REQUEST
Format each line of the data below as a row of a Markdown table, with a "Row" column for the row number and a "Line" column for the line. Leave out blank lines.

Data contained in a dataset
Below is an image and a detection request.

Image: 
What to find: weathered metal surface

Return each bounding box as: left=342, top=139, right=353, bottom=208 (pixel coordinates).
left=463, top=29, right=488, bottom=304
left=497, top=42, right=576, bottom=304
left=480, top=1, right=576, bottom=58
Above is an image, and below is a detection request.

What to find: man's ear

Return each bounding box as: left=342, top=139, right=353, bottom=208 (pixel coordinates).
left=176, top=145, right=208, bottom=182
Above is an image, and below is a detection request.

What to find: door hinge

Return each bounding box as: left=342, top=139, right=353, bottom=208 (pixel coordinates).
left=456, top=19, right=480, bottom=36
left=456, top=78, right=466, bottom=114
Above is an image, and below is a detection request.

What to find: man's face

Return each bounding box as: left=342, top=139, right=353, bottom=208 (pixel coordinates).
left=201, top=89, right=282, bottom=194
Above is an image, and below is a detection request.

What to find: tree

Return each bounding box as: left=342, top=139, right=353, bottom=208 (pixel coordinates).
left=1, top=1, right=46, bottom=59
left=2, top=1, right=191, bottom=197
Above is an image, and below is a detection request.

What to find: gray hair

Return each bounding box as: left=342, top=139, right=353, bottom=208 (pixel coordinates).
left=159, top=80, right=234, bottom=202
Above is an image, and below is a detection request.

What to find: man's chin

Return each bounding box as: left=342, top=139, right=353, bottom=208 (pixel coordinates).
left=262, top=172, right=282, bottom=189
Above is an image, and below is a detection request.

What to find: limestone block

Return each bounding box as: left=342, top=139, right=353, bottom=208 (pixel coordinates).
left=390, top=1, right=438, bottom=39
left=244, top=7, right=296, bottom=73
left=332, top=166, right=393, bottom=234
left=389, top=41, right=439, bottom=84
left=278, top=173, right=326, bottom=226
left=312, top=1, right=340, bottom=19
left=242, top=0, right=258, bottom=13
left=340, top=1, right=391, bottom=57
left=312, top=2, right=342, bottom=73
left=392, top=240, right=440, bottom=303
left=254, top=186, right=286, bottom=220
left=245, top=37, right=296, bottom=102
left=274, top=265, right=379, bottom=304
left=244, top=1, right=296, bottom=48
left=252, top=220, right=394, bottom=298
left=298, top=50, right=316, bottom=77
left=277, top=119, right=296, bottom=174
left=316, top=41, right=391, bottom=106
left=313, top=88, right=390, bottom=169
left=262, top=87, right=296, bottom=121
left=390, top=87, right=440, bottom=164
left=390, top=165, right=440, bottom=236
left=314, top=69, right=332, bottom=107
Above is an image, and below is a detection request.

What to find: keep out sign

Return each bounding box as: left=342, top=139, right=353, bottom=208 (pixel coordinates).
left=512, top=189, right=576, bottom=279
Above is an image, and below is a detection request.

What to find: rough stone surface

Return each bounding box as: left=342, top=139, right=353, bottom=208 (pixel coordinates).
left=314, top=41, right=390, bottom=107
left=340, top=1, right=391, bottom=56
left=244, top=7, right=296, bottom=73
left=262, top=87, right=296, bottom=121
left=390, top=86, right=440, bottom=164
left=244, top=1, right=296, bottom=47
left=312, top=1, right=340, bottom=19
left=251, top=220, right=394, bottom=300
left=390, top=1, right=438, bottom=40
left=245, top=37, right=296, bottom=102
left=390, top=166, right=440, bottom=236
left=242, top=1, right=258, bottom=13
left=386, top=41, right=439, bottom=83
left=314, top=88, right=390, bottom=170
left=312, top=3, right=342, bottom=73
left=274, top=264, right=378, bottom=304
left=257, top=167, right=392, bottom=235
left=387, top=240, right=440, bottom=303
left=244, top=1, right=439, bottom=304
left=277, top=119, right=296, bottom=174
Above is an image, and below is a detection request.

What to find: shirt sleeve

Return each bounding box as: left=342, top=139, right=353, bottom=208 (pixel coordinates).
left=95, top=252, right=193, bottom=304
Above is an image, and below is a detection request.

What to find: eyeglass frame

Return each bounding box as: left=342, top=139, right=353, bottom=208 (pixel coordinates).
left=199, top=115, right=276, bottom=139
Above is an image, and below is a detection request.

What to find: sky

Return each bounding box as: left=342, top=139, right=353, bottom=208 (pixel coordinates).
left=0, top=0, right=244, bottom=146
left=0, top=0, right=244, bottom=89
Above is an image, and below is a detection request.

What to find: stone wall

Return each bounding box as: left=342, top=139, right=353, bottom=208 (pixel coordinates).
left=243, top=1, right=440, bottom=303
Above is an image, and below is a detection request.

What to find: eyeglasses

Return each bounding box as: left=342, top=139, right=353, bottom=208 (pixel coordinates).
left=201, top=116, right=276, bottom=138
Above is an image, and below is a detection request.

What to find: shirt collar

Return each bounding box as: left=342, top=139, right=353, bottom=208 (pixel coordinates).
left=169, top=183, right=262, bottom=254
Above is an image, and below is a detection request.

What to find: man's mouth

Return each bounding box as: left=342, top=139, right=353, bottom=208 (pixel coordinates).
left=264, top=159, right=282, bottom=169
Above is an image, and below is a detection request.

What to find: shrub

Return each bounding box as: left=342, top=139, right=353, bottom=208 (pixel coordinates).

FINISHED EXERCISE
| Row | Line |
|---|---|
| 1 | Below is an image and a detection request. |
| 2 | Image:  |
| 3 | What to find: weathered metal surface |
| 4 | Return each bounding box as: left=342, top=139, right=353, bottom=208 (pixel coordinates). |
| 5 | left=463, top=29, right=488, bottom=304 |
| 6 | left=497, top=42, right=576, bottom=304 |
| 7 | left=480, top=1, right=576, bottom=58 |
| 8 | Above is an image, and below is a detection request. |
| 9 | What to find: man's ear |
| 10 | Return each bounding box as: left=342, top=139, right=353, bottom=208 (pixel coordinates). |
| 11 | left=176, top=145, right=208, bottom=182 |
| 12 | Above is an image, and below is a detection request. |
| 13 | What to find: door hinge |
| 14 | Return each bounding box as: left=342, top=139, right=353, bottom=208 (pixel coordinates). |
| 15 | left=456, top=19, right=480, bottom=36 |
| 16 | left=456, top=78, right=466, bottom=114 |
| 17 | Above is an image, and below is a detection request. |
| 18 | What to find: man's face |
| 19 | Return each bounding box as: left=342, top=139, right=353, bottom=208 (pixel coordinates). |
| 20 | left=201, top=89, right=282, bottom=194 |
| 21 | Above is an image, and below is a detection request. |
| 22 | What to find: tree |
| 23 | Return each bounding box as: left=342, top=139, right=353, bottom=208 (pixel coordinates). |
| 24 | left=1, top=1, right=46, bottom=59 |
| 25 | left=2, top=1, right=191, bottom=197 |
| 26 | Above is an image, and below is a detection request. |
| 27 | What to find: gray hair |
| 28 | Return each bounding box as: left=342, top=139, right=353, bottom=208 (pixel coordinates). |
| 29 | left=159, top=80, right=234, bottom=202 |
| 30 | Above is an image, and below is a detection request. |
| 31 | What to find: man's chin |
| 32 | Return each bounding box as: left=342, top=139, right=353, bottom=208 (pixel coordinates). |
| 33 | left=262, top=172, right=282, bottom=189 |
| 34 | Above is an image, and below is a detection request. |
| 35 | What to find: limestone block |
| 36 | Return each bounding box as: left=342, top=139, right=353, bottom=208 (pixel coordinates). |
| 37 | left=390, top=1, right=438, bottom=39 |
| 38 | left=244, top=7, right=296, bottom=73 |
| 39 | left=332, top=166, right=393, bottom=234 |
| 40 | left=389, top=41, right=439, bottom=84 |
| 41 | left=278, top=173, right=326, bottom=226 |
| 42 | left=312, top=1, right=340, bottom=19 |
| 43 | left=242, top=0, right=258, bottom=13 |
| 44 | left=340, top=1, right=391, bottom=57 |
| 45 | left=312, top=2, right=342, bottom=73 |
| 46 | left=392, top=240, right=440, bottom=303 |
| 47 | left=254, top=186, right=286, bottom=220 |
| 48 | left=245, top=37, right=296, bottom=102 |
| 49 | left=274, top=265, right=379, bottom=304 |
| 50 | left=244, top=1, right=296, bottom=48 |
| 51 | left=252, top=220, right=394, bottom=298 |
| 52 | left=298, top=50, right=316, bottom=77 |
| 53 | left=277, top=119, right=296, bottom=174 |
| 54 | left=316, top=41, right=391, bottom=106 |
| 55 | left=313, top=88, right=390, bottom=169 |
| 56 | left=262, top=87, right=296, bottom=121 |
| 57 | left=390, top=87, right=440, bottom=164 |
| 58 | left=390, top=165, right=440, bottom=236 |
| 59 | left=314, top=69, right=332, bottom=107 |
| 60 | Above is an image, and below is a detection request. |
| 61 | What to find: keep out sign |
| 62 | Return each bounding box as: left=342, top=139, right=353, bottom=208 (pixel coordinates). |
| 63 | left=512, top=189, right=576, bottom=279 |
| 64 | Above is an image, and below is a detection request. |
| 65 | What to find: rough stone surface |
| 66 | Return each bounding box as: left=342, top=139, right=353, bottom=208 (pixel coordinates). |
| 67 | left=314, top=41, right=390, bottom=107 |
| 68 | left=340, top=1, right=391, bottom=56 |
| 69 | left=244, top=7, right=296, bottom=73 |
| 70 | left=262, top=87, right=296, bottom=121 |
| 71 | left=390, top=86, right=440, bottom=164 |
| 72 | left=244, top=1, right=296, bottom=47 |
| 73 | left=312, top=1, right=340, bottom=19 |
| 74 | left=251, top=220, right=394, bottom=300 |
| 75 | left=390, top=1, right=438, bottom=40 |
| 76 | left=245, top=37, right=296, bottom=102 |
| 77 | left=390, top=166, right=440, bottom=236 |
| 78 | left=242, top=1, right=258, bottom=13 |
| 79 | left=386, top=41, right=439, bottom=83 |
| 80 | left=314, top=88, right=390, bottom=170 |
| 81 | left=312, top=3, right=342, bottom=73 |
| 82 | left=274, top=264, right=378, bottom=304 |
| 83 | left=257, top=167, right=392, bottom=235 |
| 84 | left=387, top=240, right=440, bottom=303 |
| 85 | left=244, top=1, right=439, bottom=304 |
| 86 | left=277, top=119, right=296, bottom=174 |
| 87 | Above is an image, and below is a detection request. |
| 88 | What to find: shirt sleeve |
| 89 | Return each bounding box as: left=342, top=139, right=353, bottom=208 (pixel coordinates). |
| 90 | left=95, top=252, right=193, bottom=304 |
| 91 | Above is an image, and below is a detection request. |
| 92 | What to find: eyeglass frame |
| 93 | Return each bounding box as: left=342, top=139, right=353, bottom=208 (pixel coordinates). |
| 94 | left=199, top=115, right=276, bottom=139 |
| 95 | Above is an image, and below is a detection request. |
| 96 | What to find: sky |
| 97 | Return each bounding box as: left=342, top=139, right=353, bottom=208 (pixel coordinates). |
| 98 | left=0, top=0, right=244, bottom=146 |
| 99 | left=0, top=0, right=244, bottom=89 |
| 100 | Above is an image, and below is a detection request. |
| 101 | What to find: stone wall |
| 102 | Return each bounding box as: left=342, top=139, right=353, bottom=208 (pixel coordinates). |
| 103 | left=243, top=1, right=440, bottom=303 |
| 104 | Above is an image, and below is a detection request. |
| 105 | What to find: eyeglasses |
| 106 | Return each bounding box as: left=342, top=139, right=353, bottom=208 (pixel coordinates). |
| 107 | left=201, top=116, right=276, bottom=138 |
| 108 | Above is an image, and below is a detection request. |
| 109 | What to find: shirt collar |
| 110 | Return each bounding box as: left=342, top=139, right=353, bottom=208 (pixel coordinates). |
| 111 | left=169, top=183, right=262, bottom=254 |
| 112 | Above is an image, and below is a detection request. |
| 113 | What to find: man's mouth |
| 114 | Return each bounding box as: left=342, top=139, right=353, bottom=208 (pixel coordinates). |
| 115 | left=264, top=159, right=282, bottom=169 |
| 116 | Above is an image, and below is a detection request. |
| 117 | What to find: shrub |
| 118 | Return each bounding box as: left=342, top=139, right=353, bottom=208 (pixel coordinates). |